* _To be done_: Give back only the lines from the one with "Would you be able to point at the white marquee" through the last line of the data, exactly as they appear.

* _Stored data_:
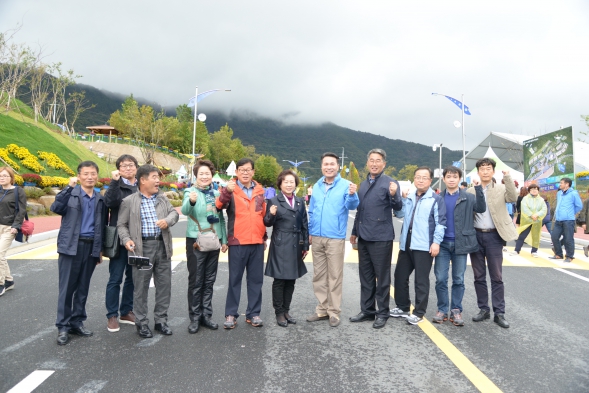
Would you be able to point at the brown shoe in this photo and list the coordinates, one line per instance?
(128, 319)
(333, 321)
(316, 317)
(113, 325)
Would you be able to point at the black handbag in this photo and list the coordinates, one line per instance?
(111, 244)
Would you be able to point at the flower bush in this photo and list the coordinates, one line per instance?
(26, 158)
(32, 178)
(7, 159)
(52, 160)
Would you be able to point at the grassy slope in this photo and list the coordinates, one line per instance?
(22, 131)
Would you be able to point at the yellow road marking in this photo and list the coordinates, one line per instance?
(470, 371)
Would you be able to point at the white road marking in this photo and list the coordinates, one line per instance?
(92, 386)
(32, 381)
(572, 274)
(27, 340)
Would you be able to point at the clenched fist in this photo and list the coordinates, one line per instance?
(353, 188)
(393, 188)
(193, 196)
(231, 185)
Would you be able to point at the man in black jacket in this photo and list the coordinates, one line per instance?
(79, 245)
(122, 185)
(459, 240)
(373, 231)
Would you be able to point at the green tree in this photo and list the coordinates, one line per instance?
(407, 172)
(267, 170)
(354, 176)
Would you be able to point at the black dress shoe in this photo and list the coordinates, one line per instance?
(289, 319)
(81, 331)
(281, 320)
(481, 316)
(193, 327)
(362, 317)
(144, 331)
(500, 320)
(63, 338)
(206, 322)
(379, 323)
(163, 328)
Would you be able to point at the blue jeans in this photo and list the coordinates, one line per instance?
(441, 268)
(567, 229)
(116, 267)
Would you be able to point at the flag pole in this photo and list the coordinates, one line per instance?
(194, 134)
(463, 141)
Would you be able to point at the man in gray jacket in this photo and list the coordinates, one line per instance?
(144, 225)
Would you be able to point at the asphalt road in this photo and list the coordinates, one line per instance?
(545, 350)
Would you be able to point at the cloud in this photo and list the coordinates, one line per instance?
(370, 66)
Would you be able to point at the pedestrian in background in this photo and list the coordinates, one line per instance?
(144, 223)
(533, 211)
(199, 206)
(333, 198)
(122, 185)
(79, 245)
(10, 222)
(568, 204)
(287, 215)
(374, 233)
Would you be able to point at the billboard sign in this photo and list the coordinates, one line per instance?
(549, 158)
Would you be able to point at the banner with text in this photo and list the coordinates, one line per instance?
(549, 158)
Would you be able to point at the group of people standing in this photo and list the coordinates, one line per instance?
(445, 227)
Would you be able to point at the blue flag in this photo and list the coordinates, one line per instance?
(455, 101)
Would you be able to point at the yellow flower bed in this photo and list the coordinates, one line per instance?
(54, 181)
(9, 161)
(55, 162)
(26, 158)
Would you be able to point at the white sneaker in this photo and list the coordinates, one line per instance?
(397, 312)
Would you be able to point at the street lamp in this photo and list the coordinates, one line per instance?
(193, 102)
(434, 147)
(296, 163)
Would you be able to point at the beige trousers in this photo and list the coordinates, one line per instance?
(6, 239)
(328, 274)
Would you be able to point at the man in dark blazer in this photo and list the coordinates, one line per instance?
(373, 231)
(79, 245)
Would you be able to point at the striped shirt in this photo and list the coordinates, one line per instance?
(149, 217)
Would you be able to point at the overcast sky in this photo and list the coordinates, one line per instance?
(523, 66)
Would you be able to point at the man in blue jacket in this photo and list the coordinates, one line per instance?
(568, 204)
(79, 244)
(421, 235)
(374, 232)
(459, 240)
(333, 198)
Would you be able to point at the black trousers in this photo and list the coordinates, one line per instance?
(75, 273)
(374, 268)
(202, 274)
(282, 291)
(407, 262)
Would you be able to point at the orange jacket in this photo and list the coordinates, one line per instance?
(245, 217)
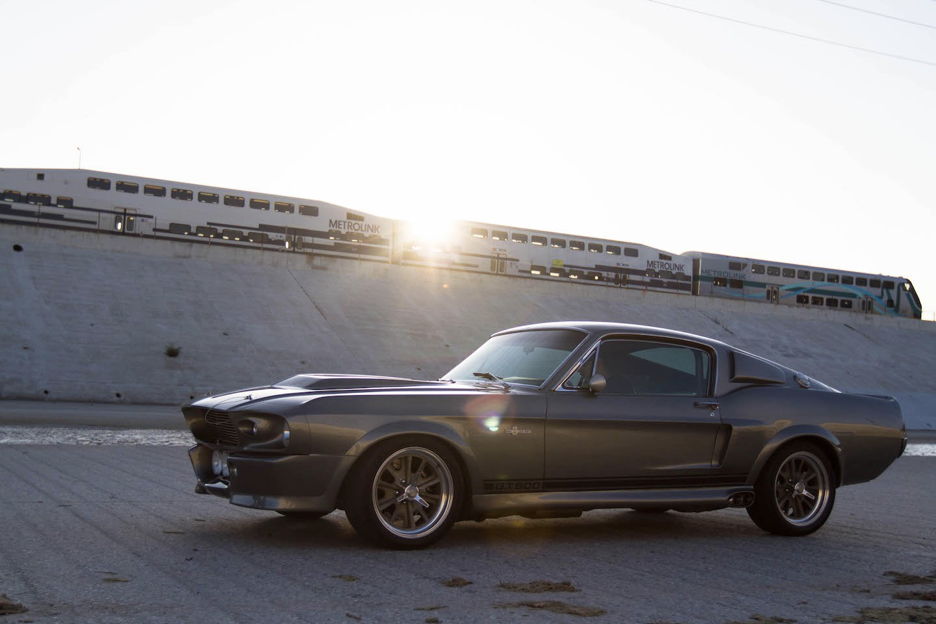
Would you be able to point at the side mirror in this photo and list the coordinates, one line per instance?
(597, 383)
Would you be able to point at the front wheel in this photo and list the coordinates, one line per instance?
(404, 494)
(795, 491)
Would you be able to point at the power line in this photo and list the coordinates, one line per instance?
(801, 36)
(899, 19)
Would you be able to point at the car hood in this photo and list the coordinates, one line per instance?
(315, 384)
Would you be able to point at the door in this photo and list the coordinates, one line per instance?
(654, 424)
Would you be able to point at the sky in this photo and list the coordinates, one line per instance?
(631, 120)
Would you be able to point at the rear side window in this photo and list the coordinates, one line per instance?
(636, 367)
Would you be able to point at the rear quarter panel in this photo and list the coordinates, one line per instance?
(865, 434)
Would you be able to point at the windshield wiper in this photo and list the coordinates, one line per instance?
(494, 378)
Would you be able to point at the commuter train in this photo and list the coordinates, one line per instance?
(133, 206)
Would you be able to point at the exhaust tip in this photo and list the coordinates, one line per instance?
(741, 499)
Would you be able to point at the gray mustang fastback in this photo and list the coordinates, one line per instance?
(543, 421)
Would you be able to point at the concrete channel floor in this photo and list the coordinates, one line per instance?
(116, 534)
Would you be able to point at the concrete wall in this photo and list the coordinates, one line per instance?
(88, 317)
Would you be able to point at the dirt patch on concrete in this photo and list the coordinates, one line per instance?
(555, 606)
(891, 615)
(456, 581)
(539, 587)
(902, 578)
(8, 607)
(917, 595)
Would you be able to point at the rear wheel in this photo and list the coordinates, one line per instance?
(404, 494)
(795, 491)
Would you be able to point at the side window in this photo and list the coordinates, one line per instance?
(579, 379)
(651, 368)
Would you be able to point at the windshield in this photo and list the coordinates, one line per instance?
(521, 357)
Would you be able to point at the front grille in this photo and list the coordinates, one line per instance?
(222, 428)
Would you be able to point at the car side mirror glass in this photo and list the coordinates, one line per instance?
(597, 383)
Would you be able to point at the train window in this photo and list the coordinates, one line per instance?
(101, 184)
(39, 199)
(207, 232)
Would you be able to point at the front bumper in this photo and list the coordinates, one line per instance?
(275, 482)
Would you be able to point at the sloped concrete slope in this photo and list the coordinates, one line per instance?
(89, 317)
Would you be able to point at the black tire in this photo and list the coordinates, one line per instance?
(388, 502)
(795, 491)
(303, 515)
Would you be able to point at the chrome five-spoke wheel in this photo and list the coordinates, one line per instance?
(801, 488)
(405, 492)
(412, 492)
(795, 491)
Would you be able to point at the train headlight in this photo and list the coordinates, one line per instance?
(219, 464)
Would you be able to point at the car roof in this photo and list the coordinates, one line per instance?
(602, 328)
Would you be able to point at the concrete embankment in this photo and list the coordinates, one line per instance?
(89, 317)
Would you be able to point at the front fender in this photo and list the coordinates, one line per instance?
(802, 432)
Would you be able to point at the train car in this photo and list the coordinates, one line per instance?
(782, 283)
(522, 252)
(133, 206)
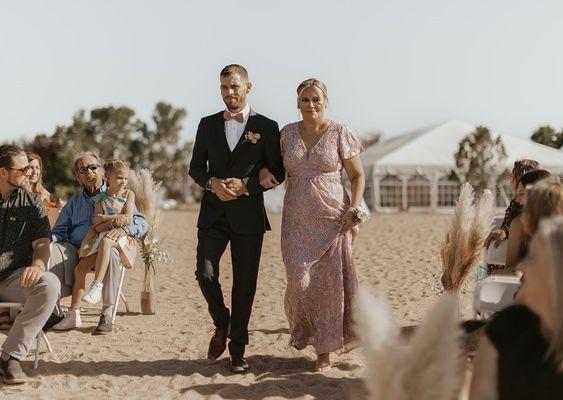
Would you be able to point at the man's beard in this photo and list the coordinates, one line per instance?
(23, 185)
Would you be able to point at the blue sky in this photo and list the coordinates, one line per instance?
(390, 66)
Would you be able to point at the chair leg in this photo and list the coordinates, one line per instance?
(44, 336)
(124, 301)
(37, 341)
(119, 295)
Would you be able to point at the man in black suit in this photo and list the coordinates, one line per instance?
(230, 149)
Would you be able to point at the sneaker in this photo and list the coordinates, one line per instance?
(71, 321)
(104, 326)
(94, 294)
(12, 372)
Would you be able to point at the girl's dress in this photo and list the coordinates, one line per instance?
(126, 245)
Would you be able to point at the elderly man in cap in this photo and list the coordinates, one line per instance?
(72, 225)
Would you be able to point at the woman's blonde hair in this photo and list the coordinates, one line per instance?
(543, 200)
(312, 82)
(551, 234)
(37, 188)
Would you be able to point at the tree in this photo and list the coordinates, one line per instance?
(548, 136)
(478, 157)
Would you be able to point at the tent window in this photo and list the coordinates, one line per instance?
(418, 191)
(391, 192)
(448, 192)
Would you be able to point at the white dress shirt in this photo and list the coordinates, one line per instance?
(234, 129)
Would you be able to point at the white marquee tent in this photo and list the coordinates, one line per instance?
(411, 171)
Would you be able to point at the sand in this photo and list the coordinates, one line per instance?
(164, 355)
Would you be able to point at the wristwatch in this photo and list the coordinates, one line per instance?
(208, 185)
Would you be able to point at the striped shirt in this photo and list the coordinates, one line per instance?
(23, 220)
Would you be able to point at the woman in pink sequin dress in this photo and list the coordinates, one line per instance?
(317, 225)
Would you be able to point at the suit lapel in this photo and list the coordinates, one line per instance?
(242, 143)
(221, 135)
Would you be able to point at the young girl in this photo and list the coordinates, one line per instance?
(96, 247)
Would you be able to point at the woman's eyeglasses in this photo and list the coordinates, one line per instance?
(25, 170)
(91, 167)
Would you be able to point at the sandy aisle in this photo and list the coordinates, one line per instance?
(163, 356)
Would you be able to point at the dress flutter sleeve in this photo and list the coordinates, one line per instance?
(348, 145)
(283, 139)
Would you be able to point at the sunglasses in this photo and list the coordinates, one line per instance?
(91, 167)
(25, 170)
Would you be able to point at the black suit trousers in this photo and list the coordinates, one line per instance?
(245, 256)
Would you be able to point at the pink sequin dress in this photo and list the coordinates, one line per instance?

* _Answer to the problem_:
Would you be able to point at the white marquee tent in this photo and list the coordinates, one line per instance?
(411, 171)
Would you be able to point at the sand in this photo and list the coordinates, one line per instance?
(164, 355)
Would you be able to point at the wristwatch in this photo and list the coordinates, one line per instance?
(208, 185)
Would you be able to point at the striped shirt in this photo and list the coordinates, one line per instance?
(23, 220)
Would you be able to point at the woman in pink sequin dress in this photo and list the coordinates, one line per instance?
(317, 225)
Would you be able to point at the suit lapel in this photo and list the coordinates, one line per instance?
(242, 143)
(221, 135)
Would you be able to point at the young girl in this photo and list the coordinates, one line per instance?
(96, 247)
Would you be able to point at the woman's eyeglasses in this photo and list the coordinates, one line per instance?
(25, 170)
(91, 167)
Would you be able to point at the sandy aisle in this photo and list the coordinates, one line per instance?
(163, 356)
Would you be able to point at the dress flutter sleeve in this photo and list the coordinates, one line per instance?
(348, 145)
(283, 139)
Would you be able to point at the sunglasses in this photo and list the coordinates, one line per instance?
(91, 167)
(25, 170)
Would you be able to point at the black suit trousers in this photo and list the coordinates, one line per instance?
(245, 256)
Would you be able to point at the pink sequin dress in this photo and list the coordinates, one line per instance?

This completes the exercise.